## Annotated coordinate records
──────────

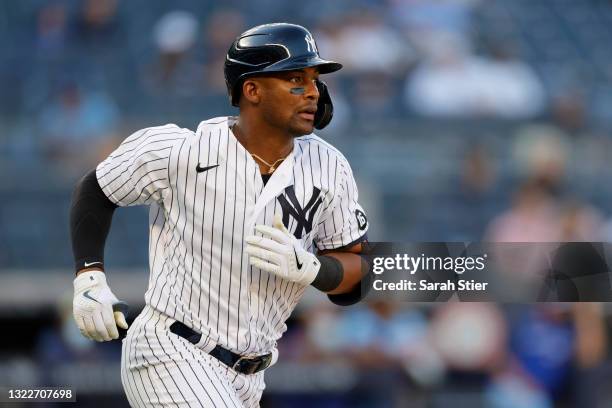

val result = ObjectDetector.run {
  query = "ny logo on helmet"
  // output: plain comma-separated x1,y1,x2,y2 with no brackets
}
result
277,186,323,239
304,34,319,54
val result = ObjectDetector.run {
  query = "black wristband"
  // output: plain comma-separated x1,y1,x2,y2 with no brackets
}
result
311,255,344,292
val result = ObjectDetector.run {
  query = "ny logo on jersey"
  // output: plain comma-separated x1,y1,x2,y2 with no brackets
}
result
304,35,319,53
277,186,323,239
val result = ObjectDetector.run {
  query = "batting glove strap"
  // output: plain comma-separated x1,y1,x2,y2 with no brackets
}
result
72,271,128,341
245,215,321,286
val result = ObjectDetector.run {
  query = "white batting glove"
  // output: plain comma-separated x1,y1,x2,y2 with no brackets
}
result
245,214,321,286
72,271,128,341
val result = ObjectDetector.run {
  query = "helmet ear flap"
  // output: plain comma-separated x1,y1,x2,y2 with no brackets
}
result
314,79,334,130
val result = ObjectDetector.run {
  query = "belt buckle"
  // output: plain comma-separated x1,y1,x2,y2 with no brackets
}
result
232,354,272,374
232,356,258,374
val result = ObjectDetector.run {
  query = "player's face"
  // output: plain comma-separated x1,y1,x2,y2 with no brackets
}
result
261,68,319,137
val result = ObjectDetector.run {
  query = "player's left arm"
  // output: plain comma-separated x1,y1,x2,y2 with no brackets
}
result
246,155,370,305
315,242,368,295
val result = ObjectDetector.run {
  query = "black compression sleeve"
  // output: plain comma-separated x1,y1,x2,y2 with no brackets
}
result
311,255,344,292
70,170,117,271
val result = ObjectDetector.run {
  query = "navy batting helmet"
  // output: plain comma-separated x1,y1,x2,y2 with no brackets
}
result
224,23,342,129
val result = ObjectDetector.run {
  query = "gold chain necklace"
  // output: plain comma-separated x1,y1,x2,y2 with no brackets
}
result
251,153,286,174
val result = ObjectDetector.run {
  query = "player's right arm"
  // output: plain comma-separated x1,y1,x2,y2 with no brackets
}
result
70,125,191,341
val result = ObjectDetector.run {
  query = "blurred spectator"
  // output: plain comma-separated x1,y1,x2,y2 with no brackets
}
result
389,0,480,53
513,124,571,196
37,81,119,174
144,10,204,96
35,2,68,57
485,181,561,242
318,10,413,76
74,0,124,53
405,34,544,119
203,9,246,97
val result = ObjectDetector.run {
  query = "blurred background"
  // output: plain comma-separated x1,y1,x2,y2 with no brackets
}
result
0,0,612,407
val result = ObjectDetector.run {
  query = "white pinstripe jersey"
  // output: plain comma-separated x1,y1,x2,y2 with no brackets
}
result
96,117,367,355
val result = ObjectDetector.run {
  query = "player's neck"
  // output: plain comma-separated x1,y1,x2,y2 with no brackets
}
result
232,119,293,173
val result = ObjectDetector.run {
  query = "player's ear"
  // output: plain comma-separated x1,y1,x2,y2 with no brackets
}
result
242,78,261,104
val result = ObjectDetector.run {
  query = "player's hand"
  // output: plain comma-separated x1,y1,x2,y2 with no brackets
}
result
245,214,321,286
72,271,128,341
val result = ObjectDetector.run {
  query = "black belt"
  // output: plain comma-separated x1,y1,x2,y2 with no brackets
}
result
170,321,272,374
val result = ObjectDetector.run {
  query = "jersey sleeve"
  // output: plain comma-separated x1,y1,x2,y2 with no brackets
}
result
96,125,190,207
314,160,368,250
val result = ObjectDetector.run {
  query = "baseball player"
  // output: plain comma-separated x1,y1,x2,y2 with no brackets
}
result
70,23,368,407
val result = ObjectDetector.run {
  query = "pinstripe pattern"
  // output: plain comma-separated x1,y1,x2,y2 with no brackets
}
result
97,117,366,406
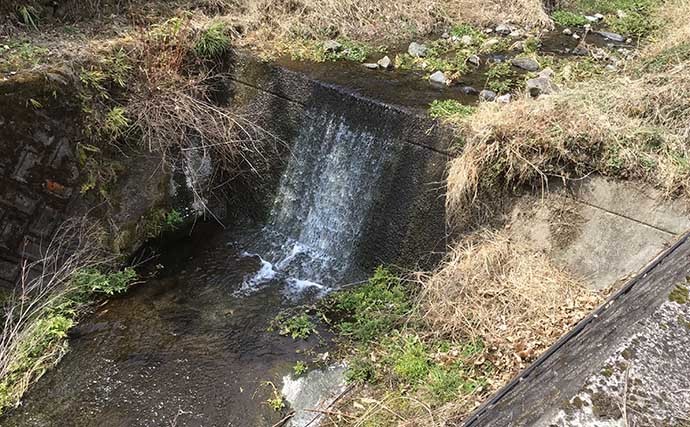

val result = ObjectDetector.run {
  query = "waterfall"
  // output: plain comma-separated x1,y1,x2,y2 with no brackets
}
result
242,108,393,300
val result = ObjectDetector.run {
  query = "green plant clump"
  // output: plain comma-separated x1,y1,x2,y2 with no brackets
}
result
0,268,136,413
429,99,476,119
103,107,130,138
324,267,491,414
194,22,231,59
329,267,411,343
321,38,377,62
73,268,137,296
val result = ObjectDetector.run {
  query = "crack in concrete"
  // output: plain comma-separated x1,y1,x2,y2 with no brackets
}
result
566,195,680,237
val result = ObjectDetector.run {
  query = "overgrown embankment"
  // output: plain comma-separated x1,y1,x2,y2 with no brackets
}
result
276,1,690,426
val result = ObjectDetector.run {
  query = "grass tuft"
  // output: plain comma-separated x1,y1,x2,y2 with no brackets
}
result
194,21,231,59
429,99,476,119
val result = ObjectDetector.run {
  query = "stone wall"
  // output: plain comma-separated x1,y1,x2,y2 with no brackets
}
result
0,72,79,287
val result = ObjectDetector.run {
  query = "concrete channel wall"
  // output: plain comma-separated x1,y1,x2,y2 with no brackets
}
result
0,57,450,289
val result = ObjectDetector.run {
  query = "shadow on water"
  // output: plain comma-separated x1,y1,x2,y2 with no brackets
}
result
0,225,329,427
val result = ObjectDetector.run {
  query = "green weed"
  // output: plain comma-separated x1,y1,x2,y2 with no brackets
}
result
273,313,316,340
165,209,184,230
321,38,380,62
0,268,136,412
73,268,137,296
103,107,130,139
292,360,309,377
485,62,520,93
390,335,430,385
327,267,411,342
194,22,231,59
551,9,589,27
17,5,38,30
429,99,476,119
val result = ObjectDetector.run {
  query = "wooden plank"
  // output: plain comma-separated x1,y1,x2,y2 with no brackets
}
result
464,233,690,427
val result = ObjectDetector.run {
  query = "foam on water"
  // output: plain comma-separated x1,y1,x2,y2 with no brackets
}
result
234,109,392,298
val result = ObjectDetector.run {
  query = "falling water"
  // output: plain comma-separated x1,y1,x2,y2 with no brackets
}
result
242,113,392,294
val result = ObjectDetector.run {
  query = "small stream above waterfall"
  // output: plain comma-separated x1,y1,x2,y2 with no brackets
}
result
0,104,414,427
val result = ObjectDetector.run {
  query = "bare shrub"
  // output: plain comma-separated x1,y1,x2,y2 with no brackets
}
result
0,218,109,409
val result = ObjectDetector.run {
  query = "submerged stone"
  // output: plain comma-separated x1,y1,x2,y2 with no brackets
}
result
594,31,625,43
479,89,496,102
510,58,540,71
407,42,428,58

──────────

Please copy out each line of the records containing the string "sleeve", treating case as significant.

  query = "black compression sleeve"
  query = "jersey sleeve"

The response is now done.